DIRECTIONS: Return the records that follow unaltered. Omit every picture.

<<<<

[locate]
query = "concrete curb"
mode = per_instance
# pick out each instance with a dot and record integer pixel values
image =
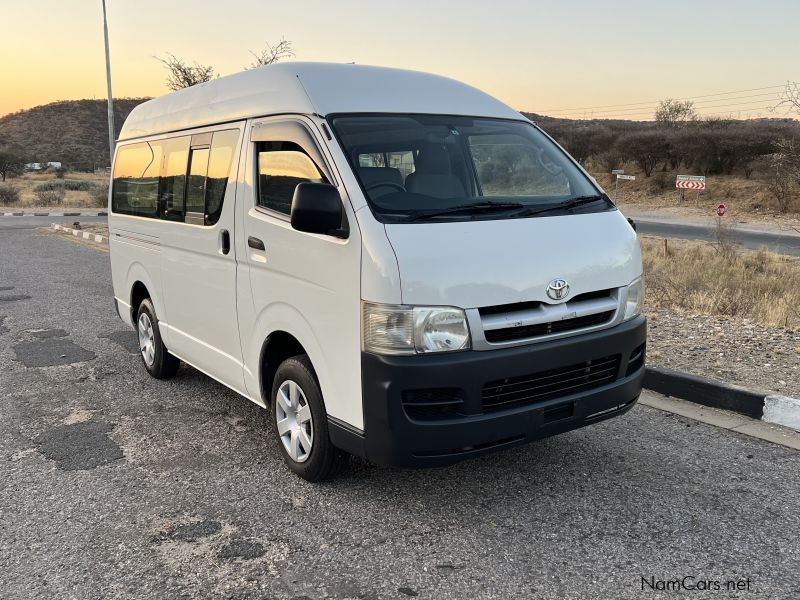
(85, 235)
(101, 213)
(778, 410)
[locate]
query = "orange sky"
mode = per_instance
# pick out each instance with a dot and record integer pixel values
(569, 58)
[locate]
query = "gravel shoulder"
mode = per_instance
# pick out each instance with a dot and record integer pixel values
(732, 350)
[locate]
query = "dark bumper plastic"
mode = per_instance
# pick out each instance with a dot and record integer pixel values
(390, 437)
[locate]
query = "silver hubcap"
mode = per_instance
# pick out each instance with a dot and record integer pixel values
(293, 415)
(147, 342)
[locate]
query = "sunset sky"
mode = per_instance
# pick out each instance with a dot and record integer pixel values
(558, 58)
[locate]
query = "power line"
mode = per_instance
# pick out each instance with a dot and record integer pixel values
(628, 112)
(637, 116)
(654, 106)
(768, 87)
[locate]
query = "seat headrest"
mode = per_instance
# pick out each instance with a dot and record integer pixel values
(432, 160)
(373, 175)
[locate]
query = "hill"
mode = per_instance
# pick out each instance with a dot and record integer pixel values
(74, 132)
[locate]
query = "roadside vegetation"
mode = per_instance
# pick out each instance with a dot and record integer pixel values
(47, 190)
(754, 162)
(722, 279)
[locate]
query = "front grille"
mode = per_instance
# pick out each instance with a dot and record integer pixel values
(433, 403)
(546, 385)
(509, 334)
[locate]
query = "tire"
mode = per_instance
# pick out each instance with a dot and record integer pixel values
(157, 360)
(299, 420)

>>>>

WRITTEN ANSWER:
[locate]
query = "concrete curb"
mode = per_instance
# pick out each instance with a dot and record integer pixel values
image =
(85, 235)
(101, 213)
(778, 410)
[locate]
query = "orange sky"
mode = per_instance
# pick out each instance with a dot and record integer pixel values
(569, 58)
[locate]
query = "gravel shoulder"
mode = per_instance
# pick out each instance with a dot and record integer pixel values
(732, 350)
[locate]
query = "dark bumper plastic"
mode = per_instance
# pick out each instance with a dot and record integer pixel values
(390, 437)
[locate]
query = "silver hubcap"
mode = per_instance
# pick out each instance with a dot and record integer pixel values
(293, 415)
(147, 342)
[locate]
query = "sunset sky"
mode = per_instance
# pick out each instance with a dot and record integer pixel values
(558, 58)
[locate]
query = "power line"
mode = per_instance
# pick out each instance with a dot and record integer pixel values
(628, 112)
(637, 116)
(654, 106)
(768, 87)
[locate]
query = "seat headrest"
mode = per_instance
# pick out each instance with a dot and record integer pixel values
(432, 160)
(373, 175)
[locate]
query = "hill"
mode = per_instance
# pick out each instance with a dot and record integer pixel values
(74, 132)
[locate]
query = "roadside vegetation"
mode = per_instance
# pick out each instance with a dot and record integer pixel values
(47, 190)
(754, 162)
(722, 279)
[locate]
query = "front grille"
mode = per_instance
# pick out each instance with a dot and record integer pixel values
(433, 403)
(546, 385)
(509, 334)
[locate]
query = "tire"
mode = per_instance
# pick out each instance with a dot and record integer pixel values
(157, 360)
(299, 420)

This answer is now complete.